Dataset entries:
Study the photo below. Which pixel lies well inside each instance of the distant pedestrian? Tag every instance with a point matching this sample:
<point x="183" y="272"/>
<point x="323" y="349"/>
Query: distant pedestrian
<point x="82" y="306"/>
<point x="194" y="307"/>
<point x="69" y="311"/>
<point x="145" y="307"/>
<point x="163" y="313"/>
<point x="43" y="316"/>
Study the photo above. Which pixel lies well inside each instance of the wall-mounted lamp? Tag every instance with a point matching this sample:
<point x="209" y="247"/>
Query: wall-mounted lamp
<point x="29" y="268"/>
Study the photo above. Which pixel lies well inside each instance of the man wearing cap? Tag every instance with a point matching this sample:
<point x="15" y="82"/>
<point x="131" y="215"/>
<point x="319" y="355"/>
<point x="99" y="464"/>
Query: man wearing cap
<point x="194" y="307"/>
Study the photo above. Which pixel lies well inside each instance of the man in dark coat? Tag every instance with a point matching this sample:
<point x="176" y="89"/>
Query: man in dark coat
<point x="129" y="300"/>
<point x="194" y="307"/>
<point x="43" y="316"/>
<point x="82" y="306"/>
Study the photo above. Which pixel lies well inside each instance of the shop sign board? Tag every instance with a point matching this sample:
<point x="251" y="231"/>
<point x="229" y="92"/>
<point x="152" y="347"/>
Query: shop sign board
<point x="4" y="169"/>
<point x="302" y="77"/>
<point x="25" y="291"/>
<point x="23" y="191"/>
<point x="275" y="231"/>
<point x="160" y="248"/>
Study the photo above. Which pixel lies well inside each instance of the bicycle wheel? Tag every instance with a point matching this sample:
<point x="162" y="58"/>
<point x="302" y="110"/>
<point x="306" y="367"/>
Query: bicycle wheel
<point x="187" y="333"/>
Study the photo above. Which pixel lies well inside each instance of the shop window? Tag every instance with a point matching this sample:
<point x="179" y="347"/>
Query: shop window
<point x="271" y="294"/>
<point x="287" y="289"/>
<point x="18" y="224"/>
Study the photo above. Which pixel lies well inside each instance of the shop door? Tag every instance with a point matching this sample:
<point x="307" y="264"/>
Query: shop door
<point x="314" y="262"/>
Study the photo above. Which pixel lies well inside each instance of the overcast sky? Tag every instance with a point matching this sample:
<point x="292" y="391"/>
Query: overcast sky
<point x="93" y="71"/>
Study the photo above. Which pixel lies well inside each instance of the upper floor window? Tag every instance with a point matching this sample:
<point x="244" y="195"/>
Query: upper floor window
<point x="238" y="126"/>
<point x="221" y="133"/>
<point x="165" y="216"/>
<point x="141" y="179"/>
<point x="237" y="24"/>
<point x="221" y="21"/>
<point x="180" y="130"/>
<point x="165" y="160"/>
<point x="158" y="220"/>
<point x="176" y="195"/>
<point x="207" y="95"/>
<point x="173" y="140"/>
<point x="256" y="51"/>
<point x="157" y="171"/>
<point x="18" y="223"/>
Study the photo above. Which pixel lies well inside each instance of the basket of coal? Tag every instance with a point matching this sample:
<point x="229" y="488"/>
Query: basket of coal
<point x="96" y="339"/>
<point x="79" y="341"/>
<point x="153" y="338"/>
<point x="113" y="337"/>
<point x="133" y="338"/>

What the task requires:
Restate every entry above exactly as it stands.

Task answer:
Study the photo below. Which pixel lies well inside each instance of the distant pedestrian? Tag every instance with a point matching this sample:
<point x="183" y="272"/>
<point x="323" y="349"/>
Query: distant pedestrian
<point x="82" y="306"/>
<point x="194" y="307"/>
<point x="69" y="311"/>
<point x="145" y="307"/>
<point x="163" y="313"/>
<point x="43" y="316"/>
Study the photo above. Which pixel lies well inside each instance of the wall-mounted lamp? Tag every instance with a point matching this sample:
<point x="209" y="247"/>
Query: wall-mounted lamp
<point x="29" y="268"/>
Study the photo above. Which pixel lies well inside each instance of the man wearing cap? Tag every instance with a point matching this sample:
<point x="15" y="82"/>
<point x="131" y="215"/>
<point x="319" y="355"/>
<point x="99" y="464"/>
Query: man wearing cap
<point x="194" y="307"/>
Study the photo above. Which pixel lies well inside each instance of the man in dark coat? Tag every instance with a point matching this sample:
<point x="176" y="89"/>
Query: man in dark coat
<point x="129" y="300"/>
<point x="194" y="307"/>
<point x="43" y="316"/>
<point x="82" y="306"/>
Study the photo above. Which pixel lies well inside each instance of the shop sign board? Tag every instance with a point matching this sample:
<point x="251" y="231"/>
<point x="229" y="92"/>
<point x="152" y="347"/>
Query: shop sign board
<point x="4" y="169"/>
<point x="302" y="77"/>
<point x="25" y="291"/>
<point x="23" y="191"/>
<point x="275" y="231"/>
<point x="160" y="248"/>
Study the photo above. Which pixel lies well inside each instance of the bicycle wheel? Tag every instance with a point matching this sample:
<point x="162" y="58"/>
<point x="302" y="110"/>
<point x="306" y="367"/>
Query: bicycle wheel
<point x="187" y="333"/>
Study the photo above. Which pixel lies well inside each instance of the shop window? Tag every instance with a point matching this sample:
<point x="179" y="347"/>
Query: shop window
<point x="271" y="294"/>
<point x="287" y="289"/>
<point x="18" y="224"/>
Study the photo above. Which pixel lies well inside each instance of the shop door? Tag every instance with a point matching this sample:
<point x="307" y="264"/>
Query: shop door
<point x="314" y="262"/>
Study the photo above. Which pixel lies well inside each instance of the overcast sky? Tag every instance with a point matching this sample:
<point x="292" y="391"/>
Query: overcast sky
<point x="93" y="71"/>
Study the photo above. Which pixel lies well inside each instance of the upper floor window? Tag every instance with a point matching this sample:
<point x="244" y="195"/>
Query: upper floor window
<point x="238" y="126"/>
<point x="221" y="133"/>
<point x="165" y="216"/>
<point x="141" y="179"/>
<point x="237" y="24"/>
<point x="221" y="21"/>
<point x="180" y="130"/>
<point x="165" y="160"/>
<point x="158" y="220"/>
<point x="176" y="195"/>
<point x="207" y="95"/>
<point x="173" y="140"/>
<point x="256" y="51"/>
<point x="157" y="171"/>
<point x="18" y="223"/>
Study the photo above. Which pixel lies well inside each instance of the basket of coal? Tag every instance with a point matching this sample:
<point x="229" y="488"/>
Query: basket of coal
<point x="96" y="339"/>
<point x="79" y="341"/>
<point x="153" y="338"/>
<point x="113" y="337"/>
<point x="133" y="338"/>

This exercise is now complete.